** Data for the task **
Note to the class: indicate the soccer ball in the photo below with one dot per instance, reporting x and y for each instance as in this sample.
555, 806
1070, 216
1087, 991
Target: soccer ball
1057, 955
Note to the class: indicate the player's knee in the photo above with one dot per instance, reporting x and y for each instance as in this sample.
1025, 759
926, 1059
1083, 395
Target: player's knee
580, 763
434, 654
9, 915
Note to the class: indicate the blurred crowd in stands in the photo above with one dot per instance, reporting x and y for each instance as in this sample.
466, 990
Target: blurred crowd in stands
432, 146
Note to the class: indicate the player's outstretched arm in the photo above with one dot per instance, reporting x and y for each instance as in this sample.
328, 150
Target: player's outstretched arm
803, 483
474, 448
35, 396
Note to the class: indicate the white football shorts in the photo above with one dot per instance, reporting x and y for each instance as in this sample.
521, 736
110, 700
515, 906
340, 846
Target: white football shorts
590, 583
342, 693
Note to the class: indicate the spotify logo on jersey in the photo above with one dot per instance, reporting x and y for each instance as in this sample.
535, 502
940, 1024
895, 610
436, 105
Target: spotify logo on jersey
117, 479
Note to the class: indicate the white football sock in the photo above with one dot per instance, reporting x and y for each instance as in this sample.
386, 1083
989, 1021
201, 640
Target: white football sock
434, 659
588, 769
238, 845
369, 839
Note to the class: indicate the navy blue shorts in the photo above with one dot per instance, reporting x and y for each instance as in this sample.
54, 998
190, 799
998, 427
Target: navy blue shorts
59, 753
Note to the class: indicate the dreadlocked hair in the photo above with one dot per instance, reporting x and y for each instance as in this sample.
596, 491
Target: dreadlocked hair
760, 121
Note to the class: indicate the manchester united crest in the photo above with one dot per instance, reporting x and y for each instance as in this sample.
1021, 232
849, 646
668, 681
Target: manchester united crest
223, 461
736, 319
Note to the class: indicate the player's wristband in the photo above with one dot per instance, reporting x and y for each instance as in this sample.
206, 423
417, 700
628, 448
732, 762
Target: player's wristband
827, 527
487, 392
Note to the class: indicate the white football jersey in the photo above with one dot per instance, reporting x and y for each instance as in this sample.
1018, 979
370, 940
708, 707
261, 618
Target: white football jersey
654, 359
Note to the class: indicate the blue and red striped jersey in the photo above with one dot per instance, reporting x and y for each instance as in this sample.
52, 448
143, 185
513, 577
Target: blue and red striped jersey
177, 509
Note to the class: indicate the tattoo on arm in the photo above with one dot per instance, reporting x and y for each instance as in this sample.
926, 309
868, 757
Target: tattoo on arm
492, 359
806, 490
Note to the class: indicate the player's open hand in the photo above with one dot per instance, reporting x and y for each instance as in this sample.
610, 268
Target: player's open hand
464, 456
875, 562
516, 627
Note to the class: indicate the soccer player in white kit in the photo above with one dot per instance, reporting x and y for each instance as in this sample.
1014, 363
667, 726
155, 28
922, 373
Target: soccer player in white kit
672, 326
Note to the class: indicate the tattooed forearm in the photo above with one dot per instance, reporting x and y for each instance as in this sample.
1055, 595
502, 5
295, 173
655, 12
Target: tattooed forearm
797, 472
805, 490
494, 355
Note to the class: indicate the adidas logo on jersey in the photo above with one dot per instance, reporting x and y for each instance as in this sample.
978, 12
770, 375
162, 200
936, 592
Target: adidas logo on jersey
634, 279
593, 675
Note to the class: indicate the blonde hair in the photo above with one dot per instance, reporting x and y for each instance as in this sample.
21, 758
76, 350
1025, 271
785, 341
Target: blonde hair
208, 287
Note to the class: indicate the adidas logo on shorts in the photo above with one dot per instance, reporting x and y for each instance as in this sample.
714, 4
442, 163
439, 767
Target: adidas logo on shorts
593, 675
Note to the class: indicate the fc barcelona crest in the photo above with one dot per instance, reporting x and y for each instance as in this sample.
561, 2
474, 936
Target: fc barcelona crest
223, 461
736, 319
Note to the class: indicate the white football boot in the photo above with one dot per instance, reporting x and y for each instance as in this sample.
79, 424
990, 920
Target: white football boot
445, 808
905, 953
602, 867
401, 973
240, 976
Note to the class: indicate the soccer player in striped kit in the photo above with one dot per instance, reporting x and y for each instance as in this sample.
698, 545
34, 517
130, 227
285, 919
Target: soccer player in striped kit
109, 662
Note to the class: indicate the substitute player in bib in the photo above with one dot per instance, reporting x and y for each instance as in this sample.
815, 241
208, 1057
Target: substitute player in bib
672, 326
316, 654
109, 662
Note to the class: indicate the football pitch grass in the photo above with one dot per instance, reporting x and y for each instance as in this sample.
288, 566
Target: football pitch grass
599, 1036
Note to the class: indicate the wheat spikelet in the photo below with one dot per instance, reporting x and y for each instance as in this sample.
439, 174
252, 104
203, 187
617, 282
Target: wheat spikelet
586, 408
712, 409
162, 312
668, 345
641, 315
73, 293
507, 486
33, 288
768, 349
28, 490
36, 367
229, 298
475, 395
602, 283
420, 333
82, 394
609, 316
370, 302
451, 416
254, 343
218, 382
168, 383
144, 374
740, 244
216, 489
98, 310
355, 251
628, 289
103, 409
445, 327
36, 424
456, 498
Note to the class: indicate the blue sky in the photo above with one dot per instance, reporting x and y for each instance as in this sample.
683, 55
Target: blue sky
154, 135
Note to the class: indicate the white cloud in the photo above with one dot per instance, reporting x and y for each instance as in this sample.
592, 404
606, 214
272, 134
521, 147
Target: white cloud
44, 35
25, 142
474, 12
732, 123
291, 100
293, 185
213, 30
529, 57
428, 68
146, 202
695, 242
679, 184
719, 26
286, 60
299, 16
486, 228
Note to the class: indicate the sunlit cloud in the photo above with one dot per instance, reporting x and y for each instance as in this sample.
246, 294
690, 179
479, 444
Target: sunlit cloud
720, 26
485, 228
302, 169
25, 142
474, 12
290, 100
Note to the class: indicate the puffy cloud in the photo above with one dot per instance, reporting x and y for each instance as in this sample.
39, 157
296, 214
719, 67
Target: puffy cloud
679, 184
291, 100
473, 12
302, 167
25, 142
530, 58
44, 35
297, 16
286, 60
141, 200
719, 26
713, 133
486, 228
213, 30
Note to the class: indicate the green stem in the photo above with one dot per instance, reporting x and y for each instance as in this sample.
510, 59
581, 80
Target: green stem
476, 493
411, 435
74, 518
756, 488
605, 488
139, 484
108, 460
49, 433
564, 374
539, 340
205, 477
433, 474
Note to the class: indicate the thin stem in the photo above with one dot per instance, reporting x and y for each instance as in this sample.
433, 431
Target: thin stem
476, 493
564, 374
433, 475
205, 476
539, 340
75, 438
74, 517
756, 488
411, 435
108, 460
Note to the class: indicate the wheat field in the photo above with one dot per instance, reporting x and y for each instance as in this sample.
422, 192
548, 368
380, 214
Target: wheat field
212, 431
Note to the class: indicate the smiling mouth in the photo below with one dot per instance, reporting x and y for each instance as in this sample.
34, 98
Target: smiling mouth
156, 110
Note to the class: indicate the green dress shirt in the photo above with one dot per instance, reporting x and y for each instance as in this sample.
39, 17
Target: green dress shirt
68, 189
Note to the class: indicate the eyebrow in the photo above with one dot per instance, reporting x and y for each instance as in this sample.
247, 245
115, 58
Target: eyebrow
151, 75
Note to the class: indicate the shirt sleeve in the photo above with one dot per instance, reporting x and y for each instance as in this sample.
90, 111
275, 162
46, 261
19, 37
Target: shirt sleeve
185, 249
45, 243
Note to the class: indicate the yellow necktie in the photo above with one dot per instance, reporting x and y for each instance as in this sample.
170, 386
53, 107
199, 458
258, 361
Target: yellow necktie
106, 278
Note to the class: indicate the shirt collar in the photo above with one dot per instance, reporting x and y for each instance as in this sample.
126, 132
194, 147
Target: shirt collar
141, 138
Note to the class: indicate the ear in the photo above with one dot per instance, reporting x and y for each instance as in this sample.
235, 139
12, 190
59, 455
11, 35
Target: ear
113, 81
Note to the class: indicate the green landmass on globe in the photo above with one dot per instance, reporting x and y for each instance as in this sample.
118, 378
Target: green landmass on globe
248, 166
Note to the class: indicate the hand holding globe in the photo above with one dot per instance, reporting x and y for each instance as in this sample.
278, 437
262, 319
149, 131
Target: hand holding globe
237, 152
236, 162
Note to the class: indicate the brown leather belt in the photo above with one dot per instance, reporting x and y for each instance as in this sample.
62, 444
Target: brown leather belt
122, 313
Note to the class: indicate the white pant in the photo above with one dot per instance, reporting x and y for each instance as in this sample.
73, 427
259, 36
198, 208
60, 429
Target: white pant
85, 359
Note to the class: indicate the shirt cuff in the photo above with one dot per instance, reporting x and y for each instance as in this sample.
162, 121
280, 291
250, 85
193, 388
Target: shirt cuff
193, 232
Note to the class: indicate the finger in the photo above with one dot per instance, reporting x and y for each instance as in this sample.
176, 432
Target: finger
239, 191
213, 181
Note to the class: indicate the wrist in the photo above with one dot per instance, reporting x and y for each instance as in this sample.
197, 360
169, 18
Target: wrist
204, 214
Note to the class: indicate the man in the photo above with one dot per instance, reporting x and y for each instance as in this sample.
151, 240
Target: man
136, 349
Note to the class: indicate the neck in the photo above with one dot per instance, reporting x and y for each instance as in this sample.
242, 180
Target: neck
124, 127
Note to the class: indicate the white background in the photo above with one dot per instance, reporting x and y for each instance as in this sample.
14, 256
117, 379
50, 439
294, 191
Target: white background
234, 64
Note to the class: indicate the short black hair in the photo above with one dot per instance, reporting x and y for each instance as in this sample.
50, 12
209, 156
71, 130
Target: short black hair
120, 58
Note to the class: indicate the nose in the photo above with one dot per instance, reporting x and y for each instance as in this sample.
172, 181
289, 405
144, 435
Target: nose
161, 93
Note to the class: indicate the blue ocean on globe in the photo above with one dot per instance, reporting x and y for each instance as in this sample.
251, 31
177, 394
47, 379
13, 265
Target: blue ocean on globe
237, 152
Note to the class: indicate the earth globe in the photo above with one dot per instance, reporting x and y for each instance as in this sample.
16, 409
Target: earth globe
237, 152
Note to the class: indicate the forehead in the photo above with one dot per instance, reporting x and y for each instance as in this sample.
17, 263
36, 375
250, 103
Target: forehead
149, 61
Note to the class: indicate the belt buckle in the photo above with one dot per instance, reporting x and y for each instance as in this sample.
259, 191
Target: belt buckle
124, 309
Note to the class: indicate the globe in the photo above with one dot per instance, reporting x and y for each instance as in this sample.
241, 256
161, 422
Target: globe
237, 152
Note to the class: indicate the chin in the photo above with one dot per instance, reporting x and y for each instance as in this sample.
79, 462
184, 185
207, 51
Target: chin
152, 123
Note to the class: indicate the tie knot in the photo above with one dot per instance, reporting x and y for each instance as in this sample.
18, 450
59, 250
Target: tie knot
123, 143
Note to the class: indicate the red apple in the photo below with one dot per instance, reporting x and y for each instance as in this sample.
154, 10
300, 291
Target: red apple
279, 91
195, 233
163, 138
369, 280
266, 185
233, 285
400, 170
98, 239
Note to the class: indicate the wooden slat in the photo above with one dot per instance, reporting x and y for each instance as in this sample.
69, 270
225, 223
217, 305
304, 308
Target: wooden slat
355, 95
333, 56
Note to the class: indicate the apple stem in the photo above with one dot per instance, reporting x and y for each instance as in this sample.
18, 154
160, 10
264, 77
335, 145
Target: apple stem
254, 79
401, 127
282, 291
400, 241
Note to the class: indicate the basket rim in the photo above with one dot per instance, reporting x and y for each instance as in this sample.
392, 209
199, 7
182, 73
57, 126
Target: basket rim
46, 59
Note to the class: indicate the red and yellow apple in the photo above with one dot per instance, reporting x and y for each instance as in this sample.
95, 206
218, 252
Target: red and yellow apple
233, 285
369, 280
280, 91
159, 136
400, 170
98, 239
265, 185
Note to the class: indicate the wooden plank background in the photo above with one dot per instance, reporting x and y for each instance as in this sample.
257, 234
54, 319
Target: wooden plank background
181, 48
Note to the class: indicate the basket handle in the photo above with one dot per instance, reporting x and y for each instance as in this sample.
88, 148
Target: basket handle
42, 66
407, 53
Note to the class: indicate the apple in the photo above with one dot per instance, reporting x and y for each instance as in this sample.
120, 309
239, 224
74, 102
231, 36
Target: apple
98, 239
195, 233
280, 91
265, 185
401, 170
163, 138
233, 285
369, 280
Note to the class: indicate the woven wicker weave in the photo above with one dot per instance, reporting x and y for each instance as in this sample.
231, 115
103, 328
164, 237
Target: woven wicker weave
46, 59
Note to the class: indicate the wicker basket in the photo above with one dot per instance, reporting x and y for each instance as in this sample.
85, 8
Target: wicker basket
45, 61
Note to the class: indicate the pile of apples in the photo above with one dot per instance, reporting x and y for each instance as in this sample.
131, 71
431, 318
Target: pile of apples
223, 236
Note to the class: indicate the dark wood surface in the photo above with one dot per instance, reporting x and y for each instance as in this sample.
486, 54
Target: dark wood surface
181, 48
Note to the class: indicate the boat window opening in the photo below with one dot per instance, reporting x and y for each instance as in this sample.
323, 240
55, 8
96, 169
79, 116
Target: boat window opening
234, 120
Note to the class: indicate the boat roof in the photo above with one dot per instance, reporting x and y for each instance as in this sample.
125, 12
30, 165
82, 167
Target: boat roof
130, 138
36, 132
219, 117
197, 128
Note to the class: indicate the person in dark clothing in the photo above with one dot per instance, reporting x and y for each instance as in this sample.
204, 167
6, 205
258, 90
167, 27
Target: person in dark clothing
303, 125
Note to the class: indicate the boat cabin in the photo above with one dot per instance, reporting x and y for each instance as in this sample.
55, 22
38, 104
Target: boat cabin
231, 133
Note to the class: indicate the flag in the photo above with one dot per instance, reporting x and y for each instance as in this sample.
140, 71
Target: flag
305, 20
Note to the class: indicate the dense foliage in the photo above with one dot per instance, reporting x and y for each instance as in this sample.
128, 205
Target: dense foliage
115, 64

** Exercise **
Transcribe exactly the line containing "Note to the class: indicate the wicker" and all remaining lines of the material, ending with the last one.

** Written solution **
Note to the class: indicate the wicker basket in the photo above with one dot per instance, reporting x and y for each instance as in this sample.
85, 8
Target: wicker basket
45, 61
Note to the class: indicate the pile of apples in the photo above with one dot per instance, reporting x and y for each instance as in this sample.
131, 71
431, 318
Target: pile of apples
223, 236
Note to the class: indicate the dark wood surface in the photo above with one dot per instance, reporting x and y for each instance as in this sample.
486, 54
Target: dark wood surface
181, 48
Note to the class: indicate the boat window opening in the photo below with one dot per instance, reporting x and y for each instance as in this sample.
323, 240
55, 8
96, 169
79, 116
Target: boat window opening
234, 120
Note to the class: indicate the boat roof in the photo above with one dot per instance, reporting x and y for each instance as in this sample.
125, 12
30, 165
82, 167
Target: boat roof
130, 138
36, 132
219, 117
197, 128
Note to the class: indicate the person in dark clothing in the photo above with one dot per instance, reporting x and y for each instance as in this sample.
204, 167
6, 205
258, 90
167, 27
Target: person in dark clothing
303, 125
Note to the class: indicate the boat cabin in the photo above with one dot per instance, reporting x and y for each instance as in this sample.
55, 22
38, 104
Target: boat cabin
231, 133
Note to the class: indicate the flag in the photo above with one dot per instance, reporting x and y for each instance as in this sample.
140, 71
Target: flag
305, 20
Note to the class: indicate the dense foliage in the photo above with one dot per instance, reporting x and y for each instance as in this sample.
128, 205
Target: dense foliage
115, 64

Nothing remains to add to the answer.